TASK LIST —
a) Put this sentence from the Closing Merger Shares definitions into Spanish: "Closing Merger Shares means, subject to Section 2.20, a number of Parent Shares determined by dividing (a) forty percent (40%) of $10,000,000 by (b) the Parent Stock Value."
b) Write the next part of the Closing Merger Shares definitions, picking up after the last example sentence.

SOURCE EXTRACT —
++++++++++++++++++++
Closing Merger Shares definition

Closing Merger Shares means such number of shares of Parent Common Stock equal to (a) eighty-percent percent (80%) of the Total Merger Shares, rounded down to the nearest whole share, less (b) the Holdback Shares, plus (c) the Interim Financing Additional Shares, if any.
Closing Merger Shares means, subject to Section 2.20, a number of Parent Shares determined by dividing (a) forty percent (40%) of $10,000,000 by (b) the Parent Stock Value.
Closing Merger Shares means the number of whole shares of Parent Common Stock determined by dividing the Stock Consideration Amount by the Average Closing Price, rounded up to the nearest whole share; provided, that the Closing Merger Shares shall be increased or decreased (but in no event in excess of five percent (5%) of the number of Closing Merger Shares resulting by using the Average Closing Price) to equal the number of whole shares of Parent Common Stock determined by dividing the Stock Consideration Amount by the Alternative Closing Price, rounded up to the nearest whole share; provided, further, that in the event the number of Closing Merger Shares would result in the aggregate number of shares of Parent Common Stock issuable at the Closing (taken together with any Severance Shares and New Debt Conversion Shares) exceeding 19.9% of the number of shares of Parent Common Stock outstanding at the time of Closing, then the Closing Merger Shares shall equal that number of shares of Parent Common Stock equal to 19.9% of the number of shares of Parent Common Stock outstanding as of the Closing Date, minus the Severance Shares and New Debt Conversion Shares (the “Capped Closing Merger Shares”), and the difference (the “Closing Shortfall”) between the Stock Consideration Amount and the portion of the Stock Consideration Amount represented by the Capped Closing Merger Shares shall be added to the amount to be paid by Parent (or that Parent shall cause to be paid) to the Exchange Agent for further distribution to the Stockholders, at the time of, and together with, the first to be paid Milestone Payment in accordance with the provisions of Section 1.08.

Examples of Closing Merger Shares in a sentence

  • Notwithstanding anything contained herein to the contrary, the number of Closing Merger Shares issuable hereunder shall be reduced by the Holdback Shares, which shall serve as partial security for the indemnification obligations of the Company Stockholders hereunder and shall be issued, if at all, in accordance with the terms of Section 7.09.
++++++++++++++++++++
DATASET CONTENT —
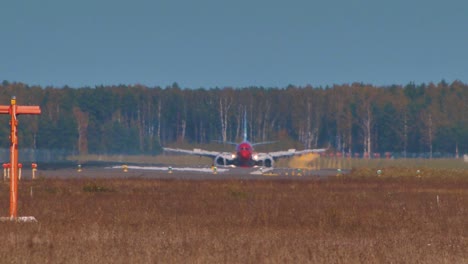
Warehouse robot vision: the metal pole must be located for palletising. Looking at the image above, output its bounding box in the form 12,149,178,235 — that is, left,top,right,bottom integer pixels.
10,97,18,218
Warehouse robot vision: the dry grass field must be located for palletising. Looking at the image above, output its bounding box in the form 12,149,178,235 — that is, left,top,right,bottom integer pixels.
0,169,468,263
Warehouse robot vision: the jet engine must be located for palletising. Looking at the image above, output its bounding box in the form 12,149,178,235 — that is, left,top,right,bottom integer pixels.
252,153,275,168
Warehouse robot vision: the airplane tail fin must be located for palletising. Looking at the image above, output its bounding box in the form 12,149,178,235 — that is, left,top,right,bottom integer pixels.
244,111,247,142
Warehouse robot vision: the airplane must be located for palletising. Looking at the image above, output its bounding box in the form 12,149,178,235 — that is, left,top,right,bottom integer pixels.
163,115,327,168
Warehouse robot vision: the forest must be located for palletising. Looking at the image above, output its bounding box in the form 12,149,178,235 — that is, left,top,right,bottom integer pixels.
0,81,468,159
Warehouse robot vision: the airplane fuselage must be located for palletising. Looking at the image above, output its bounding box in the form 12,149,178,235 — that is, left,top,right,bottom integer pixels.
236,141,255,167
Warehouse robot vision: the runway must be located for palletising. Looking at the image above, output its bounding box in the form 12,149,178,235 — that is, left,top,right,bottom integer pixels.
23,165,348,180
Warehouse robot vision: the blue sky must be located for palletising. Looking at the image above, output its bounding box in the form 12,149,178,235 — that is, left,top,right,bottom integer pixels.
0,0,468,88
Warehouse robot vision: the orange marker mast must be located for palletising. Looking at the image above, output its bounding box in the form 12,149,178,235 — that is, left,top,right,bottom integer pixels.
0,96,41,219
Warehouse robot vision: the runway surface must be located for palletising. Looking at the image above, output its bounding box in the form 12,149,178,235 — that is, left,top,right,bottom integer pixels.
23,165,348,180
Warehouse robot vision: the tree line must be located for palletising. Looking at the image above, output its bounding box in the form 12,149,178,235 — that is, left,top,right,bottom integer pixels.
0,81,468,159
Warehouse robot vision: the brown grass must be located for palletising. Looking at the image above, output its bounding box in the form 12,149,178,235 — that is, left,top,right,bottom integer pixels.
0,170,468,263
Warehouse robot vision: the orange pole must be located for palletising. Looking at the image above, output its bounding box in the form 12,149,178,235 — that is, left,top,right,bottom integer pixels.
10,97,18,218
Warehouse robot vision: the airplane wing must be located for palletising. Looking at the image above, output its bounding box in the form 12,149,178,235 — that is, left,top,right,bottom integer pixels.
268,148,327,159
163,148,222,158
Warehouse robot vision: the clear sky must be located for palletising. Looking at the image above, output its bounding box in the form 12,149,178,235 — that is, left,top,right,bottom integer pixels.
0,0,468,88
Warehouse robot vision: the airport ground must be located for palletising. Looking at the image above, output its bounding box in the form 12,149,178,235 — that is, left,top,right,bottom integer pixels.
0,167,468,263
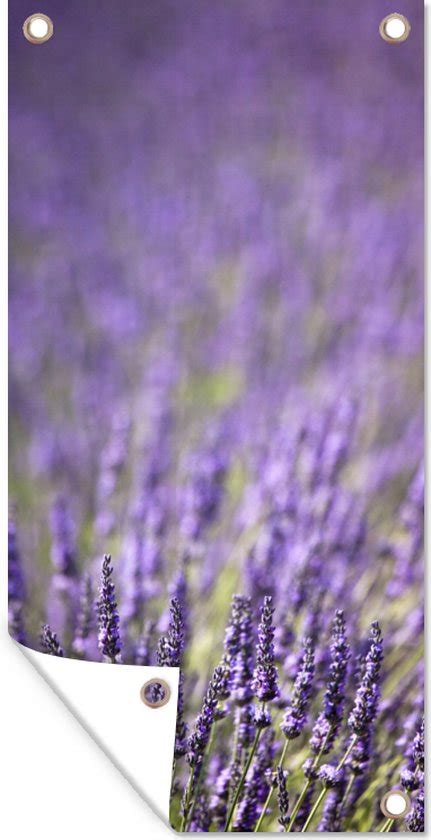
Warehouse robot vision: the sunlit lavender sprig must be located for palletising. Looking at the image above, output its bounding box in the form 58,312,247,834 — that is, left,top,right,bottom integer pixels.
++++++++++++++++++++
ANSWERS BY TASK —
a) Acciones de Fusión al Cierre significa, con sujeción a la Sección 2.20, un número de Acciones de la Matriz determinado dividiendo (a) el cuarenta por ciento (40%) de $10,000,000 entre (b) el Valor de las Acciones de la Matriz.

b)
  • Parent shall take such actions as may be necessary to list the Closing Merger Shares, and if applicable, any Holdback Shares and/or Milestone Shares, for trading on The NASDAQ Capital Market.

  • For purposes of the immediately preceding sentence, the value of shares of Parent Common Stock delivered by a Stockholder shall be deemed to be (i) in the case of Closing Merger Shares, the Closing Date Price per share, and (ii) in the case of Milestone Consideration Shares, the Parent Stock Value attributable thereto.

  • Parent shall use its reasonable best efforts to maintain the continuous effectiveness of such Registration Statement or Prospectus Supplement until the earlier of (A) the date all such Closing Merger Shares have been sold pursuant to such Registration Statement or Prospectus Supplement, or (B) such time as all holders of such Closing Merger Shares may sell such Closing Merger Shares under Rule 144 of the Securities Act.

  • For purposes of this Section 5.04, Closing Merger Shares and Milestone Consideration Shares shall include any Parent Common Stock issued as a dividend or other distribution with respect to or in exchange for or in replacement of any such shares.

  • Altschul, Jr. and the Company have agreed that any and all severance payments that are payable or may become payable by the Company in respect of Mr. Altschul shall be paid in Parent Common Stock, as determined in accordance with the valuation set forth in the definition of Closing Merger Shares.

  • Upon notice of the existence of a Black Out Period from Parent to any Stockholders with respect to any Registration Statement (or Prospectus Supplement), such Stockholder shall refrain from selling its Closing Merger Shares or Milestone Consideration Shares under such Registration Statement (or Prospectus Supplement) until such Black Out Period has ended.

  • Parent shall take such actions as may be necessary to list the Closing Merger Shares, and if applicable, any Milestone Consideration Shares, for trading on the NASDAQ Global Market.

  • The Closing Merger Shares, the Control Share Consideration, and the Escrowed Shares shall have been approved for quotation on NASDAQ, subject to official notice of issuance.

  • Ph.D. and the Company have agreed that at least sixty three (63%) of any and all severance payments that are payable or may become payable by the Company in respect of Dr. McMahon shall be paid in Parent Common Stock, as determined in accordance with the valuation set forth in the definition of Closing Merger Shares.


More Definitions of Closing Merger Shares

Closing Merger Shares shall have the meaning set forth in Section 2.3(a)(ii) of this Agreement.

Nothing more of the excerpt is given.